== TEXT PROVIDED

Using raw SQL instead of an ORM is one of the best examples of premature
optimization I can think of (unless you are very very good at SQL and have a
very complicated structure).

------
Myrmornis
This is great. Both for beginners to learn, and it looks useful also for
bootstrapping toy projects, and creating integration test suites for non-
standalone django libraries.

------
yeukhon
I've used Django before version 1.0 That's 3-4 years ago. The tutorial is
pretty good, though I took my time to understand every bit of piece. At the
time the best book anyone could get was _The Django Book_
([http://www.djangobook.com/en/2.0/index.html](http://www.djangobook.com/en/2.0/index.html)),
which unfortunately has ceased development.

I don't use Django these days but the hard part I remember was using signal.
Getting deep into the core to fit needs is hard of any framework.

There are many tutorials just covering the basics of the framework. Then the
author stops because eventually the complex stuff like handling long
computation, message queue, openid/oauth/ldap integration, load balancer are
very project dependent. While that's true, and every tool's author must have
some "tutorial" on how to use his or her tool, but this independence (or shall
I say decentralized) can be a burden on beginner.

I am very much like to think we should have a book that can cover more tool
integration.

------
jbeja
This is the tutorial that wouldn't got me scared the first time trying Django.

====

TASK REQUIREMENTS -> Please pick up the Django forum thread after its last comment and keep it going. The data after this point comes from a separate source.

== SOURCE MATERIAL

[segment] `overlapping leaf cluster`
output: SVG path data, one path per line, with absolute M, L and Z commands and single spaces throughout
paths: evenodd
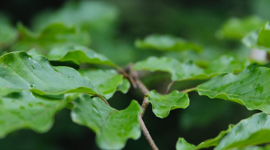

====

OUTPUT FOR THIS EXERCISE ->
------
blazespin
The problem with the default django tutorial is that it gives you the
impression that you need all those pieces in place for it to work. This seems
like and gives the impression of an inflexible architecture. Django doesn't
need a specific set of components to be useful and tutorials which shows off
that side would be useful.

For example, someone might want to use django with cassandra. The current
default tutorial would discourage a user from doing that as it gives the
impression that a SQL backend is required.

Simpler, more decoupled tutorials might also attract a user base who have more
modern ideas on how to use django in different environments. We certainly need
those innovators to push things forward .. look at what they have done for
javascript over time.

------
tbatterii
getting rid of regex based routing would make it even simpler.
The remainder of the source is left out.